Studio album by Titãs
- Released: June 3, 2009
- Recorded: Midas Estúdios, from December 2008 to April 2009 Strings on "Porque Eu Sei que É Amor", "Deixa eu Sangrar" and "Quem Vai Salvar Você do Mundo?" recorded at Club 703 in Nashville, Tennessee by Marc Lacuesta
- Genre: Pop rock
- Length: 46:42
- Label: Arsenal Music Universal Music (distribution)
- Producer: Rick Bonadio

Titãs chronology
| MTV ao Vivo (2005) | Sacos Plásticos (2009) | Cabeça Dinossauro ao Vivo 2012 (2012) |

Singles from Sacos Plásticos
- "Antes de Você" Released: May 7, 2009; "Porque Eu Sei que É Amor" Released: July 2009;

= Sacos Plásticos =

Sacos Plásticos (Plastic Bags) is the thirteenth studio album released by Brazilian rock band Titãs. It is their first studio album since 2003, their longest non-album gap, and also the first released through Arsenal Music and with producer Rick Bonadio, who had already worked with Fresno, Charlie Brown Jr. and NX Zero. The album has significant influence from electronic elements.

It is the last album to feature drummer Charles Gavin, as well as the first album since Televisão in which he isn't credited for songwriting and composing.

■ **Items**:
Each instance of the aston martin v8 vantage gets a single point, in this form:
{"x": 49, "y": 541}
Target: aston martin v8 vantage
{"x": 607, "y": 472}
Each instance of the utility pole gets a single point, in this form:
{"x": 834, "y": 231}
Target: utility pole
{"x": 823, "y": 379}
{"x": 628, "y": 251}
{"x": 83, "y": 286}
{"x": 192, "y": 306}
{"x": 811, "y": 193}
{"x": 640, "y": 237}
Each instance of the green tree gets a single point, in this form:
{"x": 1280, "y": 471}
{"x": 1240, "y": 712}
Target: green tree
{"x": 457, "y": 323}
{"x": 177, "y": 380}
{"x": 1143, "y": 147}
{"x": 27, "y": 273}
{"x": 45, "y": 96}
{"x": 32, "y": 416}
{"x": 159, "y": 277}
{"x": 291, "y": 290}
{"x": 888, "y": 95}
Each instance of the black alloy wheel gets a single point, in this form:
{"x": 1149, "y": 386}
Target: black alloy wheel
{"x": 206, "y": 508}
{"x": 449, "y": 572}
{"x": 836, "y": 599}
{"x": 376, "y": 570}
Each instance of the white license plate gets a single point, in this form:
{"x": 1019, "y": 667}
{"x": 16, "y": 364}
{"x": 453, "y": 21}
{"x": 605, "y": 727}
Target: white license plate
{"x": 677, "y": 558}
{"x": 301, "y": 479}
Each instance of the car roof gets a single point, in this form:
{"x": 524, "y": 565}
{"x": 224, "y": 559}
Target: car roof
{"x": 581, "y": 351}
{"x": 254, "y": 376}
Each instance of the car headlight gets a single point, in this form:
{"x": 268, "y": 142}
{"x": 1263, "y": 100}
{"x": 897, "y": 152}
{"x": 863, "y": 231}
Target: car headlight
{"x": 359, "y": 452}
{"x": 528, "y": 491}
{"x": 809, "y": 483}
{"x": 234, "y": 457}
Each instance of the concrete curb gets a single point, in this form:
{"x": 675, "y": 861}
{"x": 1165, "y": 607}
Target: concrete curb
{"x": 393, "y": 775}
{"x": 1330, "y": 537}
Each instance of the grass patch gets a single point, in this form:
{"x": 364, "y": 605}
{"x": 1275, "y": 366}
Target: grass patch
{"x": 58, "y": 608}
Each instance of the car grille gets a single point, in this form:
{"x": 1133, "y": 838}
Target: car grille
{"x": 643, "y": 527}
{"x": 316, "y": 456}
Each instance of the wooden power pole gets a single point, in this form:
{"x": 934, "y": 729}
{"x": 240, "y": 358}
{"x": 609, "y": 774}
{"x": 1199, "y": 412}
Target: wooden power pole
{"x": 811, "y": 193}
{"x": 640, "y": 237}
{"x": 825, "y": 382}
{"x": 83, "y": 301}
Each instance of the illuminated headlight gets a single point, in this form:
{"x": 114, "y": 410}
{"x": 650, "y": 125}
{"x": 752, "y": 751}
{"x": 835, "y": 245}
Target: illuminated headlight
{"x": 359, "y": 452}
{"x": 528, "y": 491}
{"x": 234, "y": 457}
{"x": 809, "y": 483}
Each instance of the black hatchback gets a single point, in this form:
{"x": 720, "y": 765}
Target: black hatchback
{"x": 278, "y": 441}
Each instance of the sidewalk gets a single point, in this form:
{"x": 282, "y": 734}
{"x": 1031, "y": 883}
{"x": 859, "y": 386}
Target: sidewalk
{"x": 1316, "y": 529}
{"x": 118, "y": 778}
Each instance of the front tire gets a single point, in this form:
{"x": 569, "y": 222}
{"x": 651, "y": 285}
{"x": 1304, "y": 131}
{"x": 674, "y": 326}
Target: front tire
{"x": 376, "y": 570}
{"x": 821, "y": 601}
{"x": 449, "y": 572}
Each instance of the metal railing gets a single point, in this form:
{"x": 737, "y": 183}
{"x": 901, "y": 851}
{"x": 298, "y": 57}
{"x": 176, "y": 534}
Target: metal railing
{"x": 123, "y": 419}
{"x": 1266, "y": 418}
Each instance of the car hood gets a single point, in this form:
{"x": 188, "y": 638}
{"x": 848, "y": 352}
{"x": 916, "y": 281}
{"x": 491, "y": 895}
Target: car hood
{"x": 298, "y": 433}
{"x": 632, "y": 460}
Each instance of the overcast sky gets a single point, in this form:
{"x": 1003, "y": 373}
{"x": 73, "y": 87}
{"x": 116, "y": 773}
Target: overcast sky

■ **Things to do**:
1: According to the article on the Titãs album Sacos Plásticos, which drummer appears on a Titãs album for the last time there?
2: Write the next portion of the article on the Titãs album Sacos Plásticos, picking up after its final sentence.

■ **Task answers**:
1: Charles Gavin

2:
The first single from the album, "Antes de Você", was featured at Caras & Bocas (a Rede Globo telenovela) soundtrack, and received radio airplay on May 7. The second single, "Porque Eu Sei que É Amor", was also featured at a Globo's telenovela: Cama de Gato.

The track "Deixa Eu Sangrar" was written by keyboardist and vocalist Sérgio Britto about his mother, who died in 2007.

The album won the 2009 Latin Grammy Award of Best Brazilian Rock Album, sharing it with Agora by NX Zero.

== Recording ==
The album was recorded at Estúdio Midas, in São Paulo. For the first time, Sérgio Britto played the bass.

40 songs were composed during the recording of Sacos Plásticos, but only 14 were featured on the album. Among these tracks, there are two partnerships: one with Andreas Kisser from Sepultura, who had already worked with Titãs in the song "Brasileiro" (from the album Domingo); and another with Arnaldo Antunes (ex-member) and Liminha (ex-producer).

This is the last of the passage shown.